In the excerpt on Florida's weirdness, rewrite the passage starting with "These are the" and going on through "his Twitter account.)", substituting "the reporter" for "Pittman".

> [EXCERPT TO READ]
- - - - - - -
There’s a temptation to answer these questions like a pointillist — to list headlines, write vignettes, and enumerate the weirdest, most depraved stories one can find. One hopes that from a far enough remove, such disparate dots will blend into a cohesive whole and a central narrative will emerge. There has to be a set of qualities linking crossbow-mutilated genitals, invasive Burmese pythons, and nude face-eating zombies because if there isn’t, we’re looking at unpredictable madness. And isn’t that terrifying?

These are the questions Craig Pittman attempts to answer in his latest book, Oh, Florida!: How America’s Weirdest State Influences the Rest of the Country. Part travelogue, history, and memoir, it’s altogether best understood as the author’s quest to establish a Unified Theory of Florida’s Weirdness, and to make the argument that none of this is new. It’s an impressively difficult task, but it’s also one that Pittman, a veteran reporter and a Floridian by birth, is supremely qualified to undertake. (Case in point: his Twitter account.)
- - - - - - -
> [DATA SHOWN]

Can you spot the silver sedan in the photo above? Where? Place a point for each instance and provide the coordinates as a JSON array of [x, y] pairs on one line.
- - - - - - -
> [EXERCISE SOLUTION]
These are the questions Craig the reporter attempts to answer in his latest book, Oh, Florida!: How America’s Weirdest State Influences the Rest of the Country. Part travelogue, history, and memoir, it’s altogether best understood as the author’s quest to establish a Unified Theory of Florida’s Weirdness, and to make the argument that none of this is new. It’s an impressively difficult task, but it’s also one that the reporter, a veteran reporter and a Floridian by birth, is supremely qualified to undertake. (Case in point: his Twitter account.)